Print every one of the records below verbatim, keeping each line unchanged and in its original order.

**Records shown**
◆ ◆ ◆ ◆ ◆

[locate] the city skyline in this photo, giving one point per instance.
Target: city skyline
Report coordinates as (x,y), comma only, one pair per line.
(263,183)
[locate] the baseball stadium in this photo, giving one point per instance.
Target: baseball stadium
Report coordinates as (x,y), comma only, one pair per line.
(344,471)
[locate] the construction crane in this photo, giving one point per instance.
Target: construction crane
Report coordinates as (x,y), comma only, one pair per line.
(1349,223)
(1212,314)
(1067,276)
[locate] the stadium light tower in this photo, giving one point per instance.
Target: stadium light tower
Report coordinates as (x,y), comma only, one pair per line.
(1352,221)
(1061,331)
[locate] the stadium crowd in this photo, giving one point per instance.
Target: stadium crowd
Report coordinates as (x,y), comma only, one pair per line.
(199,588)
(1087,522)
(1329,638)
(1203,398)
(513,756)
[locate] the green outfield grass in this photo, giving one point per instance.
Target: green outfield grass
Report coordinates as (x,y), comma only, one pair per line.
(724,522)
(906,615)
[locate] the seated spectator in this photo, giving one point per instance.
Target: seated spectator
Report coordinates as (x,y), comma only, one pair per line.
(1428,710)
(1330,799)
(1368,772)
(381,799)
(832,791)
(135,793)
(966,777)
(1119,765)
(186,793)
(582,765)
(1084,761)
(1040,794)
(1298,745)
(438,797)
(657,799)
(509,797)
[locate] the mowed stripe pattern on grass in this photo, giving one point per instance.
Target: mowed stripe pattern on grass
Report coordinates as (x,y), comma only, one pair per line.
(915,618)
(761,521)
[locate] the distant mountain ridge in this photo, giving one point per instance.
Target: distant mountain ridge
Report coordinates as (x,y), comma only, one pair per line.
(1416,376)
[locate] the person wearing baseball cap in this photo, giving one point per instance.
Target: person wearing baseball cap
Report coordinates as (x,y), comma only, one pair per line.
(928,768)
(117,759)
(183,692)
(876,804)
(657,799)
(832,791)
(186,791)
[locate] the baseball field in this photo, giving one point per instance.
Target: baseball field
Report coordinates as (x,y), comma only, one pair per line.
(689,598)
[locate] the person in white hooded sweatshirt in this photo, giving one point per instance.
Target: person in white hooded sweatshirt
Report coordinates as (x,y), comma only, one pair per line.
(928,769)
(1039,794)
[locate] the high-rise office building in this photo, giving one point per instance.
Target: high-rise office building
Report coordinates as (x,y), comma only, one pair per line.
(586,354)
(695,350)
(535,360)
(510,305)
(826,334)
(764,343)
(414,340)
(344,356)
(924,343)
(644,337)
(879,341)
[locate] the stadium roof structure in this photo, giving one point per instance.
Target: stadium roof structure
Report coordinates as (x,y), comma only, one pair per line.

◆ ◆ ◆ ◆ ◆

**Exercise response**
[locate] the city skyline in this photo, giving one point per instance.
Target: city skyline
Report coordinates as (x,y), comma only, one pair per line.
(263,183)
[locate] the baseball stadium in this photo, giving one point per instance.
Target: baseball stadium
Report coordinates as (x,y), comma only, one pair per line.
(344,471)
[locate] the construction crane in this photo, giving one point per instance.
Target: construction crane
Report coordinates as (x,y), comma only, one pair per line.
(1349,223)
(1212,314)
(1067,276)
[locate] the stadium light tower in this photo, giving one point per instance.
Target: stadium light tower
Report coordinates as (x,y), comma only, one pair per line.
(1352,221)
(1061,331)
[locate] the stadium crowd in this photo, giving one point per instance.
Target: stadium crowd
Report coordinates as (x,y), comma only, one pair per line.
(199,588)
(1087,522)
(1329,638)
(1203,398)
(513,756)
[locate] the green outfield grass in this photo, giving one point per instance.
Target: green outfield grass
Report coordinates as (x,y), comma only, one pair per line.
(724,522)
(906,615)
[locate] the seated spectator in this photo, giving one point per instance.
Target: seated spectator
Report coordinates as (x,y), comma only, one pair per line.
(1428,710)
(1330,799)
(1368,772)
(381,799)
(832,791)
(135,793)
(966,777)
(1119,765)
(186,793)
(582,765)
(1084,761)
(1040,794)
(1298,745)
(438,797)
(657,799)
(509,797)
[locate] the mowed stripe pattern on grass in this photo, giving one point per instance.
Target: mowed stripe pattern on grass
Report coordinates as (x,y), comma only, one pair per line.
(915,618)
(761,521)
[locate] the distant mountain ridge in this photo, giving one point per instance.
Target: distant mountain ridge
Report coordinates as (x,y), comma only, one pair per line.
(1416,376)
[locate] the person wearing baseball cap in this photo, giving one point per instance.
Target: person wearing baseball cap
Report coordinates as (x,y), comma only, one pair per line.
(928,768)
(117,759)
(183,692)
(876,804)
(657,799)
(832,791)
(186,791)
[locate] the baseball field in this photo, giving one point per instance.
Target: baseball field
Report coordinates as (x,y), comma only, one pair per line.
(689,598)
[locate] the person in white hooded sweatshirt in this photo, giving one point per instance.
Target: person in white hooded sweatshirt
Report coordinates as (x,y), comma only, one pair per line.
(928,769)
(1039,794)
[locate] the high-rise office building in this photo, giving one point per instance.
Target: high-rise office building
Report coordinates as (x,y), comma only, one pair per line.
(586,354)
(695,350)
(535,360)
(510,305)
(826,334)
(764,343)
(414,340)
(344,356)
(924,343)
(644,337)
(879,341)
[locate] the stadium roof structure in this photo, giving one point per instance.
Target: stadium roof structure
Report coordinates as (x,y), comma only, one pair per line.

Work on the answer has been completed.